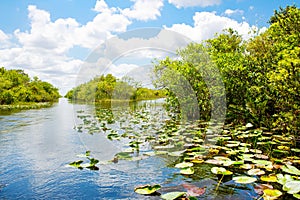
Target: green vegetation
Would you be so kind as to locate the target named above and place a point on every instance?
(109, 87)
(257, 150)
(261, 75)
(18, 91)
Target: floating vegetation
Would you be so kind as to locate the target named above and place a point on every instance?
(147, 189)
(244, 155)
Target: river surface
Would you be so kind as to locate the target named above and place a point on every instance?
(36, 147)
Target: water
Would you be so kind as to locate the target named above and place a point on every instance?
(37, 145)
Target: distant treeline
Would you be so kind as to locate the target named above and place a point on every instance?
(16, 87)
(109, 87)
(261, 76)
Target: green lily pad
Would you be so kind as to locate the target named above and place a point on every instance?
(124, 156)
(271, 194)
(221, 170)
(147, 189)
(284, 179)
(77, 164)
(244, 179)
(172, 195)
(214, 162)
(297, 196)
(260, 188)
(249, 125)
(113, 136)
(184, 165)
(218, 170)
(262, 162)
(296, 150)
(222, 158)
(246, 166)
(292, 187)
(269, 178)
(291, 170)
(252, 172)
(256, 151)
(187, 171)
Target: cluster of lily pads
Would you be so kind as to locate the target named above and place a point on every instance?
(246, 155)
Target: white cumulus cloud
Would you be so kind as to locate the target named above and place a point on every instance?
(194, 3)
(144, 10)
(43, 49)
(230, 12)
(207, 24)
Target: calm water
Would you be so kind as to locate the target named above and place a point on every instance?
(37, 145)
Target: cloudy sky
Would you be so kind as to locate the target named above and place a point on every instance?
(57, 39)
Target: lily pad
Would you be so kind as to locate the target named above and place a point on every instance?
(297, 196)
(284, 179)
(292, 187)
(259, 189)
(187, 171)
(269, 178)
(262, 162)
(77, 164)
(271, 194)
(147, 189)
(172, 195)
(291, 170)
(246, 166)
(244, 179)
(221, 170)
(184, 165)
(193, 190)
(252, 172)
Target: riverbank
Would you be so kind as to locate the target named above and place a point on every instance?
(25, 106)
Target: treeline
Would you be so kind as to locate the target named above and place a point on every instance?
(261, 76)
(16, 87)
(109, 87)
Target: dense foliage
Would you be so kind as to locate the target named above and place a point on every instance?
(109, 87)
(16, 87)
(261, 75)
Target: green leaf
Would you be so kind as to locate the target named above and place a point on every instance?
(269, 178)
(291, 169)
(252, 172)
(262, 162)
(271, 194)
(147, 189)
(244, 179)
(292, 187)
(187, 171)
(218, 170)
(284, 179)
(77, 164)
(87, 153)
(297, 196)
(184, 165)
(172, 195)
(93, 161)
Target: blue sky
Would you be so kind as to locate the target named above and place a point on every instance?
(52, 38)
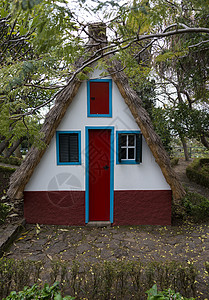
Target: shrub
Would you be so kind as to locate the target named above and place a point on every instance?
(16, 161)
(127, 279)
(34, 292)
(4, 210)
(15, 274)
(108, 280)
(168, 294)
(197, 206)
(198, 171)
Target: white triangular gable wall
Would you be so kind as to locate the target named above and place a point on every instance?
(48, 176)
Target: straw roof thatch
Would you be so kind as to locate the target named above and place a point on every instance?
(23, 174)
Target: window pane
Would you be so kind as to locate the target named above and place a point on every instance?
(63, 148)
(68, 147)
(123, 139)
(73, 147)
(123, 153)
(131, 139)
(131, 153)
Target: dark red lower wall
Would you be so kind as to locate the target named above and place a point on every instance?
(57, 208)
(142, 207)
(68, 207)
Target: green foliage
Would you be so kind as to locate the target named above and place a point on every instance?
(4, 210)
(35, 292)
(16, 274)
(11, 160)
(197, 206)
(120, 279)
(198, 171)
(174, 161)
(107, 280)
(169, 294)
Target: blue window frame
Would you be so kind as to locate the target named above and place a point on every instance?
(129, 147)
(68, 145)
(90, 99)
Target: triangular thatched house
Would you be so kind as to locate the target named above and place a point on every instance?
(103, 160)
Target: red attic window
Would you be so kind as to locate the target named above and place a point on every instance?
(99, 98)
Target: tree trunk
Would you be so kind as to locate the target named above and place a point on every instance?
(184, 144)
(13, 147)
(17, 152)
(4, 144)
(204, 141)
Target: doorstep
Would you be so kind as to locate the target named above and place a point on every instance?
(99, 224)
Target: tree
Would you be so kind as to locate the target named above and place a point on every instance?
(182, 66)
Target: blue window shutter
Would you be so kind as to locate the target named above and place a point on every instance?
(119, 147)
(68, 147)
(139, 147)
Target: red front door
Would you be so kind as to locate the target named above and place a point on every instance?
(99, 175)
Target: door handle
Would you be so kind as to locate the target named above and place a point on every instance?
(106, 167)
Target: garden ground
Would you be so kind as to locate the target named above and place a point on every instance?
(186, 243)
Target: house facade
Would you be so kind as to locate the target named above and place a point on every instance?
(98, 166)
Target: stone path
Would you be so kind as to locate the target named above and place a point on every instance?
(148, 243)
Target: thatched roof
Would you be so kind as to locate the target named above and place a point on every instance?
(23, 174)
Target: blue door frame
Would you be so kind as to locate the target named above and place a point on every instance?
(111, 128)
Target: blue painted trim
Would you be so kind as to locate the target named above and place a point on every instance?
(111, 171)
(79, 148)
(125, 162)
(110, 99)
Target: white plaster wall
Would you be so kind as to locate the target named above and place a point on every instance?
(50, 176)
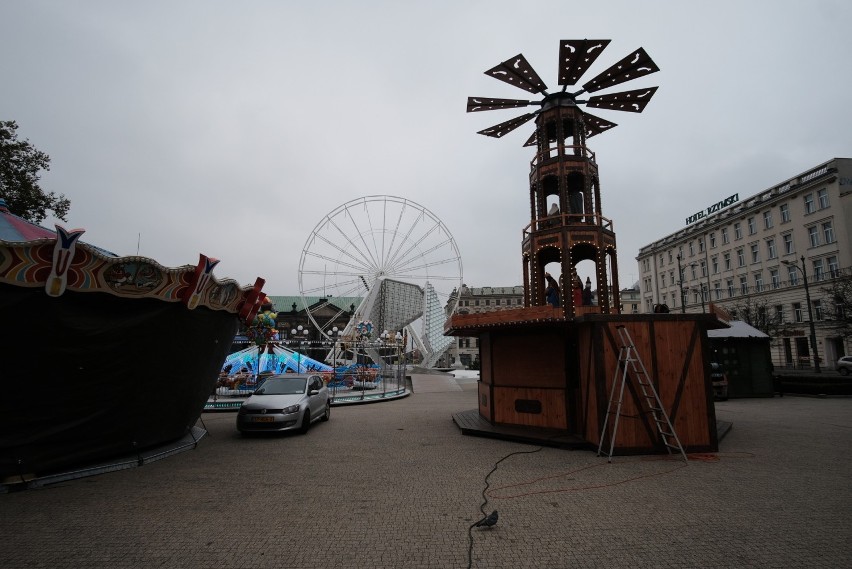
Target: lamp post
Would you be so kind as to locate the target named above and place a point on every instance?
(301, 335)
(810, 310)
(334, 334)
(680, 284)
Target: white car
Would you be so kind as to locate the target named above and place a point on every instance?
(285, 402)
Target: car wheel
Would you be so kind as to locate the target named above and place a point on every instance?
(306, 422)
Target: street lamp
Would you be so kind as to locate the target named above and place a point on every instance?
(334, 334)
(301, 335)
(810, 310)
(701, 287)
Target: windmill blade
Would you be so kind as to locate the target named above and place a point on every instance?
(575, 58)
(630, 101)
(519, 73)
(637, 64)
(595, 125)
(475, 104)
(498, 130)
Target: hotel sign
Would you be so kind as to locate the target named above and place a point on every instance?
(713, 208)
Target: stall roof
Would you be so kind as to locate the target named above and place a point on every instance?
(738, 329)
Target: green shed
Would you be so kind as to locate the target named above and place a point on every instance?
(744, 354)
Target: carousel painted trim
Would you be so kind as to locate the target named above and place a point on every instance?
(65, 263)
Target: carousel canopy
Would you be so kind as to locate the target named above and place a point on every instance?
(15, 229)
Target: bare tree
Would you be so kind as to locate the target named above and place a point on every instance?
(755, 312)
(837, 297)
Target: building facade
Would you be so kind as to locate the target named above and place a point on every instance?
(775, 259)
(475, 300)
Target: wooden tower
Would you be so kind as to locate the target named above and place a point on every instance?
(566, 219)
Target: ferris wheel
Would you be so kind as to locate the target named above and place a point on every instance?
(388, 258)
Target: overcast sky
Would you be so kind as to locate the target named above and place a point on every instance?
(233, 128)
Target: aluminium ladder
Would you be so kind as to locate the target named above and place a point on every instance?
(630, 363)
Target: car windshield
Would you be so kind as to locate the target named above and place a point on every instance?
(282, 386)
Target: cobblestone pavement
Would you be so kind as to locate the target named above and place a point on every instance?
(395, 485)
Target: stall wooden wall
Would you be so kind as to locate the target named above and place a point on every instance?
(523, 368)
(674, 352)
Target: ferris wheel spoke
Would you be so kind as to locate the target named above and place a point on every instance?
(348, 286)
(335, 261)
(392, 257)
(425, 253)
(360, 233)
(368, 240)
(395, 232)
(372, 233)
(436, 263)
(408, 253)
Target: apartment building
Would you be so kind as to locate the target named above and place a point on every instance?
(754, 255)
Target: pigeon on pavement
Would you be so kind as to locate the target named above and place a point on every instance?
(487, 521)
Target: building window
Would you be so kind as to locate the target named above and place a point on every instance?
(788, 244)
(819, 270)
(770, 247)
(833, 267)
(827, 232)
(813, 236)
(793, 275)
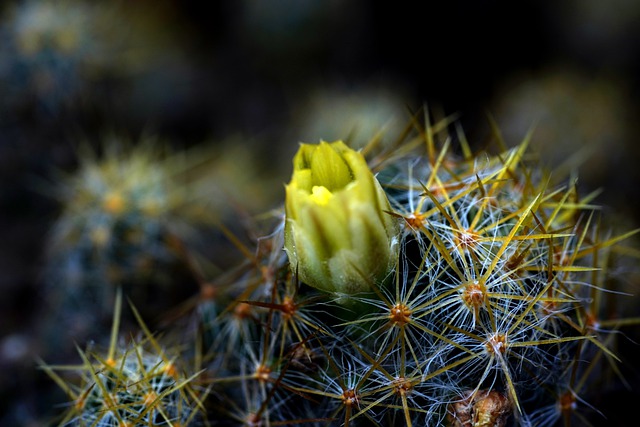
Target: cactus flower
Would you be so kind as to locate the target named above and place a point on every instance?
(337, 235)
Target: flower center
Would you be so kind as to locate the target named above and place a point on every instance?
(320, 195)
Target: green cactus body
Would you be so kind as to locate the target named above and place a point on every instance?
(489, 311)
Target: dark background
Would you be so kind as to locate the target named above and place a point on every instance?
(267, 72)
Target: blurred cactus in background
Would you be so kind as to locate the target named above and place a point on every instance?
(498, 307)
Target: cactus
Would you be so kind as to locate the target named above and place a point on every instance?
(491, 312)
(133, 384)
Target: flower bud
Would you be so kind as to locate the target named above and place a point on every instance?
(337, 235)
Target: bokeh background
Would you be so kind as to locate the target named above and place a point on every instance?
(252, 78)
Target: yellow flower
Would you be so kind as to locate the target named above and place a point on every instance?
(337, 235)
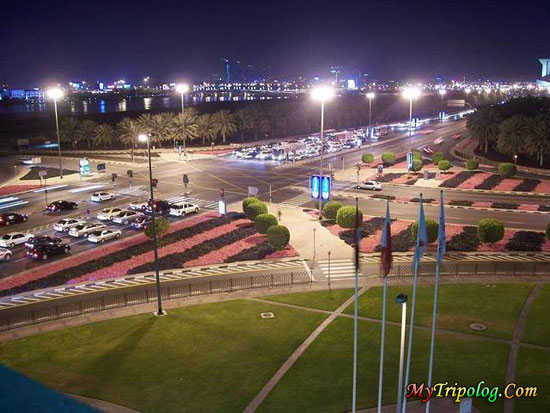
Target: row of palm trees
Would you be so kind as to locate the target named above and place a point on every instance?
(517, 134)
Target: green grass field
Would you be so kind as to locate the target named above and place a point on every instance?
(495, 305)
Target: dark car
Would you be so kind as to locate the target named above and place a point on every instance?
(141, 222)
(42, 252)
(161, 207)
(11, 218)
(38, 241)
(62, 206)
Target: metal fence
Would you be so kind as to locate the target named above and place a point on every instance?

++++++

Directions for this task = State the number of lines in the data that carry "treeline", and add nothing to it.

Solution to this task = 2